The required answer is each line in the entries below where "jagged" occurs.

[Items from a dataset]
○ ○ ○
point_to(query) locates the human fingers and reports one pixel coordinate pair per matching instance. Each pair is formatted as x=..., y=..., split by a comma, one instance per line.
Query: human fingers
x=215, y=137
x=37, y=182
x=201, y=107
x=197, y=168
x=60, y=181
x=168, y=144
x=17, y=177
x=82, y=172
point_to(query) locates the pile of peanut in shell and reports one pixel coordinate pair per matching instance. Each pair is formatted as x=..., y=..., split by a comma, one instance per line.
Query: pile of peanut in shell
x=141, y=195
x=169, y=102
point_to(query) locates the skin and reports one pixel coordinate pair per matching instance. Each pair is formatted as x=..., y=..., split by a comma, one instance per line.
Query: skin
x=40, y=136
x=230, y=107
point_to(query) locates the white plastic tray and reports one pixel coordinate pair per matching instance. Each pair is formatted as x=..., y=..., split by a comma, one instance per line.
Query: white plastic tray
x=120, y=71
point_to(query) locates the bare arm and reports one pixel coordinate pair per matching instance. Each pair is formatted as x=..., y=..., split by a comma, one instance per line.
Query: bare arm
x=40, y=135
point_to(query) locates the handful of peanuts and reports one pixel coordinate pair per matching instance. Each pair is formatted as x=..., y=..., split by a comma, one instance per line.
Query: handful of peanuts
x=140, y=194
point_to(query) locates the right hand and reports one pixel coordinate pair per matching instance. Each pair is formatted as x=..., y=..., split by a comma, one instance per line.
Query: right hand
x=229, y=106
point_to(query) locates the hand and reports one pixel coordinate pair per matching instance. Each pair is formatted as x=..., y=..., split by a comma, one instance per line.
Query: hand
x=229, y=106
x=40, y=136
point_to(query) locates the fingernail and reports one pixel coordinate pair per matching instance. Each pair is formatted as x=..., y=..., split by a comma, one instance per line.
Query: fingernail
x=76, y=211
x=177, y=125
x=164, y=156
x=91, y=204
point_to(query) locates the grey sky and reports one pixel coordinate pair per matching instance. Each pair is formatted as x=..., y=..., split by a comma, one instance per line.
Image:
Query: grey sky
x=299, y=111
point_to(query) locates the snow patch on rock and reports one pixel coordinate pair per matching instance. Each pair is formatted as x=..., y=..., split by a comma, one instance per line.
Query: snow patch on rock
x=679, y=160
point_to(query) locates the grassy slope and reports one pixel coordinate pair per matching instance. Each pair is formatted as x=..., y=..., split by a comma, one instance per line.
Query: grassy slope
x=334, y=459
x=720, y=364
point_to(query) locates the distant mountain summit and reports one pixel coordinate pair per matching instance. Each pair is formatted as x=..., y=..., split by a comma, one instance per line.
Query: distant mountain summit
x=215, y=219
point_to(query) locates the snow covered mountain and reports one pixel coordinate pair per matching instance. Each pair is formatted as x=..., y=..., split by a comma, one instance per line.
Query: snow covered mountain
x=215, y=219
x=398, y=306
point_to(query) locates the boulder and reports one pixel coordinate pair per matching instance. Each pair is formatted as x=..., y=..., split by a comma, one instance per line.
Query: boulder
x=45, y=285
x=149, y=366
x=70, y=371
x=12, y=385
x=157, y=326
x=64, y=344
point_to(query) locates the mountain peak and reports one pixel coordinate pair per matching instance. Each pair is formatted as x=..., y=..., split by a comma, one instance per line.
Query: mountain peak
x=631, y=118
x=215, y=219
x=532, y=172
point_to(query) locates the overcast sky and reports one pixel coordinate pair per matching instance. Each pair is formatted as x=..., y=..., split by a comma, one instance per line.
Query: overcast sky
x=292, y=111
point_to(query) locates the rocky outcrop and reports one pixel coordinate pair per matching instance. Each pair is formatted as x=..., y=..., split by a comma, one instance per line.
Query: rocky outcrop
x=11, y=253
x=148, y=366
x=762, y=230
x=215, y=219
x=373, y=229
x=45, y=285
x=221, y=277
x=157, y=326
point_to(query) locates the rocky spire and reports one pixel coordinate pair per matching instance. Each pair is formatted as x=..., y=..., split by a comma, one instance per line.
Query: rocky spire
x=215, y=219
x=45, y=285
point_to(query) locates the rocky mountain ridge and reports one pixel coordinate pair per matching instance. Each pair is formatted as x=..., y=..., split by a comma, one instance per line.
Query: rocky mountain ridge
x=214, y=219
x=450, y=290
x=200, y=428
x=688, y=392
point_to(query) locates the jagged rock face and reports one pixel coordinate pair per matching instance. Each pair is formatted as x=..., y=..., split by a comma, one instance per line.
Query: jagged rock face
○ ○ ○
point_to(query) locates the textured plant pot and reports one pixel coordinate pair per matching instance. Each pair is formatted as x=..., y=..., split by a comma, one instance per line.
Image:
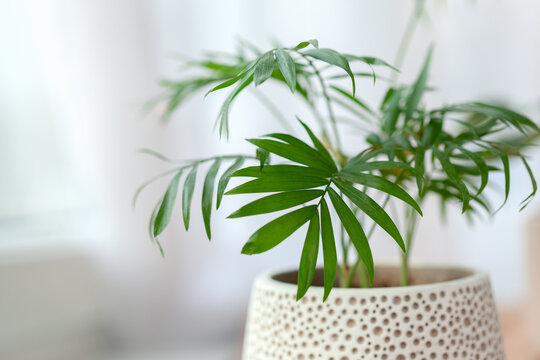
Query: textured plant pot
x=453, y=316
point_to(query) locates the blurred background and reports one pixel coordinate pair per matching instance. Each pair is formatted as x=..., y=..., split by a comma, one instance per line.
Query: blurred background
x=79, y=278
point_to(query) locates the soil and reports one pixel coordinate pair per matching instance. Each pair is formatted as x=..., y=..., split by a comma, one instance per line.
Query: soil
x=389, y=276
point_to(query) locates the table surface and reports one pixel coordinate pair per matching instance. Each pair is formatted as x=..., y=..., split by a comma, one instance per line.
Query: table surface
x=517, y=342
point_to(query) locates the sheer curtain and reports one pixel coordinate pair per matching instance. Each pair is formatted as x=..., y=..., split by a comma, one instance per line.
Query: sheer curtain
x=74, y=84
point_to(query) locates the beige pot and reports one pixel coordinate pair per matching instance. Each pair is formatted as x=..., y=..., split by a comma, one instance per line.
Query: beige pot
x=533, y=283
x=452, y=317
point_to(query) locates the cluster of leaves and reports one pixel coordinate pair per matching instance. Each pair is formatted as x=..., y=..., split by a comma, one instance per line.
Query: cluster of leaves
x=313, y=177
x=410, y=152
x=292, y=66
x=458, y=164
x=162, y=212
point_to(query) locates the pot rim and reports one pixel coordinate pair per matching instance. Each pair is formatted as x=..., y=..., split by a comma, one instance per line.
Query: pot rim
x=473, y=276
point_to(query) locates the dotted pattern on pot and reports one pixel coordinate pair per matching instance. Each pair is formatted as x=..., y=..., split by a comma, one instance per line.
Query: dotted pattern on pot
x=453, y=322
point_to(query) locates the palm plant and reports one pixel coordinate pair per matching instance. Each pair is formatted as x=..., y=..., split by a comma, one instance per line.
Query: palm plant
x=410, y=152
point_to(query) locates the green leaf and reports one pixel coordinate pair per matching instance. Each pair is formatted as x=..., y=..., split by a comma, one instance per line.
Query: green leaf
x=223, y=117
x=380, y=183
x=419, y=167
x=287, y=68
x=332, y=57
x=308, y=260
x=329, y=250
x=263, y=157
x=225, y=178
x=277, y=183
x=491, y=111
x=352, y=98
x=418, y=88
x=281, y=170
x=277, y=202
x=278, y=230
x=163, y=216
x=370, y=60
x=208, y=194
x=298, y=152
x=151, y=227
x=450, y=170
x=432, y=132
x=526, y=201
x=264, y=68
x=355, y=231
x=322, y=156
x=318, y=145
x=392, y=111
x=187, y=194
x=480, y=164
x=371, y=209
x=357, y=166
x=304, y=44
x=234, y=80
○ ○ ○
Result for this exercise —
point_to(query) locates the jagged rock face and reports one pixel coordinate pair per matching instance. Each pair is formatted as x=..., y=..., split by a comma, one instance per line.
Query: jagged rock face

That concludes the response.